#### Your objective:
Everything from the line containing "Guideline: mark the white" to the close of the records below should be output exactly, line by line, with no other lines given.

#### Source information:
· · · ·
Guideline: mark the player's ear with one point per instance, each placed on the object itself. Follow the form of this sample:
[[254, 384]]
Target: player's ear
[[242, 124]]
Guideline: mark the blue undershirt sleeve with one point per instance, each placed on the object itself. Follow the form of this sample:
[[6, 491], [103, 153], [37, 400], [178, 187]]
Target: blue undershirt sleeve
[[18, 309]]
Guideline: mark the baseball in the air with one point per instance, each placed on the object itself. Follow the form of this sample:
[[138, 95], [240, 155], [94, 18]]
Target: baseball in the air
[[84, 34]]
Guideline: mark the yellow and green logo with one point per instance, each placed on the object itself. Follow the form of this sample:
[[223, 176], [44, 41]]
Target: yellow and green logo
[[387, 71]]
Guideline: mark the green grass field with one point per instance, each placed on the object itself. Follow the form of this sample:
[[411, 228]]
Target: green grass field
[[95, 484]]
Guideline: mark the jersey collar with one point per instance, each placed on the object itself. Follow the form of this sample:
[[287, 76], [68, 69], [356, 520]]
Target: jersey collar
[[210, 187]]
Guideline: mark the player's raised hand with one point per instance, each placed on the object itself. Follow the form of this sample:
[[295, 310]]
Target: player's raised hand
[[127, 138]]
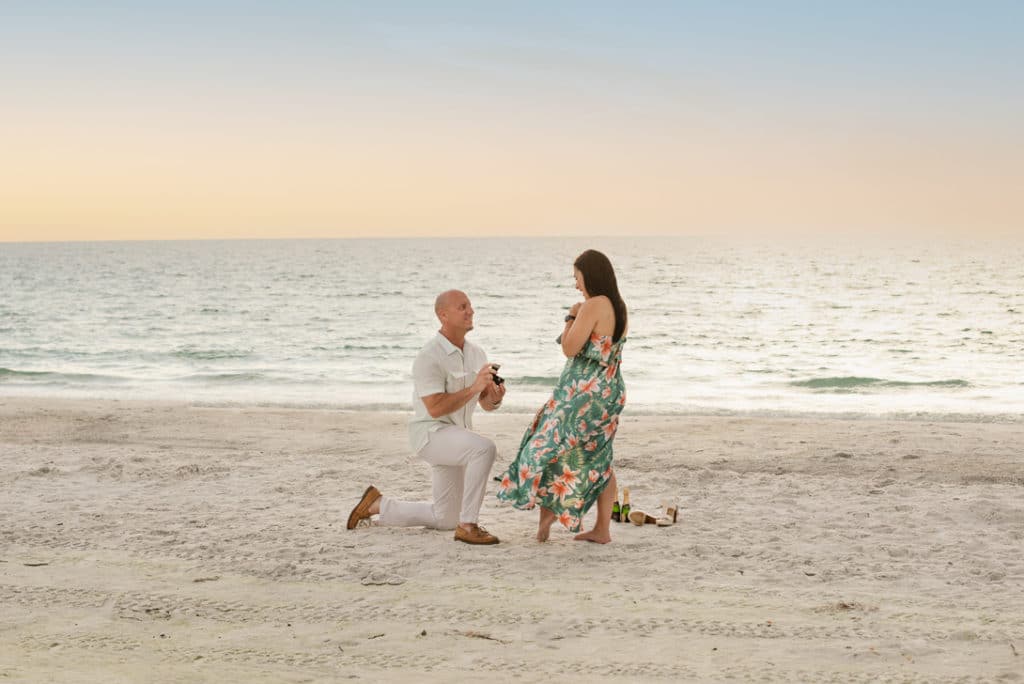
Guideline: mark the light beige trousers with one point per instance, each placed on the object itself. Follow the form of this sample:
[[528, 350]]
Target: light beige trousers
[[460, 461]]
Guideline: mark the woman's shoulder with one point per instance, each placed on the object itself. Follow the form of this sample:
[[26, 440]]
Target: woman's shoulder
[[598, 303]]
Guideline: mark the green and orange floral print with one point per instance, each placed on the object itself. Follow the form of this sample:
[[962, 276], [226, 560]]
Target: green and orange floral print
[[564, 459]]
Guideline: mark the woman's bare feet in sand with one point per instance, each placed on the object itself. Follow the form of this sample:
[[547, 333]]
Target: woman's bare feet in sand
[[544, 524], [595, 536]]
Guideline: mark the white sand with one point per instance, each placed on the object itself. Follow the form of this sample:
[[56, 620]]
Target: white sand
[[150, 542]]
· · · ·
#### Answer for this exercise:
Guideline: mark the white sand with one point per instance, each placed on the object itself. Follow the form of this sample:
[[56, 620]]
Target: white sand
[[150, 542]]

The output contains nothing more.